* _EXERCISE REQUIREMENTS_
a) From the relevancy debugging thread that follows, set down the passage starting with "ExactStatsCache indeed works" and going on through "you solved it!", word for word.
b) Answer these questions from the relevancy debugging thread below:
(i) How many shards does Sjoerd's environment have?
(ii) Which cache did Sjoerd have to enable?
(iii) To which replica type does Markus suggest changing the default NRT replicas?
c) Extend the relevancy debugging thread below, picking up right after its last line.

* _PAGE EXTRACT_
··········

Re: Relevancy debugging - idf score

Markus Jelsma Mon, 06 Dec 2021 04:07:12 -0800

Hello Sjoerd,

ExactStatsCache indeed works fine when replicas of the same shard do not
share identical term stats, but it comes with some overhead. If you can,
upgrade to at least 7.x and change the default NRT replica types to TLOG.
You then no longer need to use ExactStatsCache because replicas will be
identical.


Regards,
Markus

Op ma 6 dec. 2021 om 12:09 schreef Alessandro Benedetti <
a.benede...@sease.io>:

> Good to know you solved it!
> Yes, Distributed IDF is definitely a problem in case you have skewed
> documents distributions.
>
> Cheers
> --------------------------
> Alessandro Benedetti
> Apache Lucene/Solr Committer
> Director, R&D Software Engineer, Search Consultant
>
> www.sease.io
>
>
> On Sun, 5 Dec 2021 at 17:19, Sjoerd Smeets <ssme...@gmail.com> wrote:
>
> > Found it!
> >
> > I had to enable the
> > ExactStatsCache
> >
> > Found a description over here. Thanks for pointing me in the right
> > direction.
> >
> > https://solr.pl/en/2019/05/20/distributed-idf/
> >
> >
> > On Sun, Dec 5, 2021 at 11:09 AM Sjoerd Smeets <ssme...@gmail.com> wrote:
> >
> >> Hi Allessandro,
> >>
> >> Thanks for your reply! Yes, the document are in the same result list and
> >> I'm not doing any indexing at the moment and executed a commit just to
> be
> >> sure. Still the same result. It is an environment with 4 shards. Perhaps
> >> that plays a factor?
> >>
> >> Thanks,
> >> Sjoerd
> >>
> >> On Sun, Dec 5, 2021 at 11:02 AM Alessandro Benedetti <
> >> a.benede...@sease.io> wrote:
> >>
> >>> It's seems like the underline index changed.

··········

* _SUPPLIED INFORMATION_
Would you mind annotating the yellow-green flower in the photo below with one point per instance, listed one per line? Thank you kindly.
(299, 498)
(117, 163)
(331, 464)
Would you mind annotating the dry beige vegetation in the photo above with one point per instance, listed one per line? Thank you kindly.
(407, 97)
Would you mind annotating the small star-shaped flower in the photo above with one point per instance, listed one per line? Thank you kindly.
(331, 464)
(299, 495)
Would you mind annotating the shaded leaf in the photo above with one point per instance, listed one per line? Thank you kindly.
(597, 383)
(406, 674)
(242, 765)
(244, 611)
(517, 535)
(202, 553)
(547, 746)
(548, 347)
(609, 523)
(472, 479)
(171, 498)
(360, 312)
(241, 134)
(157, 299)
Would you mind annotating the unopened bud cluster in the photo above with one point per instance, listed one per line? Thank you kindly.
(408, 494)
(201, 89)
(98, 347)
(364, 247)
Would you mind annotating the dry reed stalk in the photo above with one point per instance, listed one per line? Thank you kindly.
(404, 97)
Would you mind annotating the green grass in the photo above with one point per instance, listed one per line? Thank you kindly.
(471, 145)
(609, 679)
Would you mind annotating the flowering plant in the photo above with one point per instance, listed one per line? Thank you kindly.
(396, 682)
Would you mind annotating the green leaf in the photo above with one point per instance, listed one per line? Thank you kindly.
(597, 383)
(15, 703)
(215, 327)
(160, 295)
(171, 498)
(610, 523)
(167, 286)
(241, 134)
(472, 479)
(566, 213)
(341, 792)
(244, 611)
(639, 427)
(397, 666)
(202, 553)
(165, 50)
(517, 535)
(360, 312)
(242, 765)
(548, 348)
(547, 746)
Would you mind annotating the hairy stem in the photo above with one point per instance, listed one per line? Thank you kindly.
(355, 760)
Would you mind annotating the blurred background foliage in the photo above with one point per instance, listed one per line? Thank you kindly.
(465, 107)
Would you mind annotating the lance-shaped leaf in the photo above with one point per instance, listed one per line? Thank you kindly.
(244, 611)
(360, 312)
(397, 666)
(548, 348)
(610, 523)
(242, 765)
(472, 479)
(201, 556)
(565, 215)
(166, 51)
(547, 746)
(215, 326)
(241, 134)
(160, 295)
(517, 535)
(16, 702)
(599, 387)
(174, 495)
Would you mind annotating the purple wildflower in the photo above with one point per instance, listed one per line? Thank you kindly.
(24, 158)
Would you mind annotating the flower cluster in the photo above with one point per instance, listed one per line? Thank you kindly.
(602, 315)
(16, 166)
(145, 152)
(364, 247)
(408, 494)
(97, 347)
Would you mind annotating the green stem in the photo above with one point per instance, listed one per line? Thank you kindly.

··········

* _TASK ANSWERS_
a)
ExactStatsCache indeed works fine when replicas of the same shard do not
share identical term stats, but it comes with some overhead. If you can,
upgrade to at least 7.x and change the default NRT replica types to TLOG.
You then no longer need to use ExactStatsCache because replicas will be
identical.


Regards,
Markus

Op ma 6 dec. 2021 om 12:09 schreef Alessandro Benedetti <
a.benede...@sease.io>:

> Good to know you solved it!

b)
(i) 4
(ii) ExactStatsCache
(iii) TLOG

c)
> >>> Are those two documents in the same result set?
> >>> Is it just one query?
> >>> It's definitely curious, even if a commit happened search results are
> >>> consistent in one searcher.
> >>>
> >>>
> >>> On Sun, 5 Dec 2021, 16:28 Sjoerd Smeets, <ssme...@gmail.com> wrote:
> >>>
> >>>> Hi all,
> >>>>
> >>>> I'm debugging the relevancy scores of my query and I see the following
> >>>> for
> >>>> two documents hits. My question is, why is the idf score not the same
> >>>> for
> >>>> both documents? This is Solr 6.6.
> >>>>
> >>>> Any guidance would be much appreciated.
> >>>>
> >>>> Thanks!
> >>>>
> >>>> *Doc1*
> >>>> "71d72354eea23b9eae934ab616e8ce38de69d760": "
> >>>> 104.994415 = sum of:
> >>>>   104.994415 = sum of:
> >>>>     82.89969 = weight(stemmed_data.timenote.narratives:remedi in
> 22470)
> >>>> [SchemaSimilarity], result of:
> >>>>       82.89969 = score(freq=9.0), computed as boost * idf * tf from:
> >>>>         100.0 = boost
> >>>>         0.87546873 = idf, computed as log(1 + (N - n + 0.5) / (n +
> 0.5))
> >>>> from:
> >>>>           *52 = n, number of documents containing term*
> >>>>           *125 = N, total number of documents with field*
> >>>>         0.9469177 = tf, computed as freq / (freq + k1 * (1 - b + b *
> dl
> >>>> /
> >>>> avgdl)) from:
> >>>>           9.0 = freq, occurrences of term within document
> >>>>           1.2 = k1, term saturation parameter
> >>>>           0.75 = b, length normalization parameter
> >>>>           12312.0 = dl, length of field (approximate)
> >>>>           54179.03 = avgdl, average length of field
> >>>>     22.09473 = weight(stemmed_data.timenote.matters:remedi in 22470)
> >>>> [SchemaSimilarity], result of:
> >>>>       22.09473 = score(freq=4.0), computed as boost * idf * tf from:
> >>>>         10.0 = boost
> >>>>         2.4308395 = idf, computed as log(1 + (N - n + 0.5) / (n +
> 0.5))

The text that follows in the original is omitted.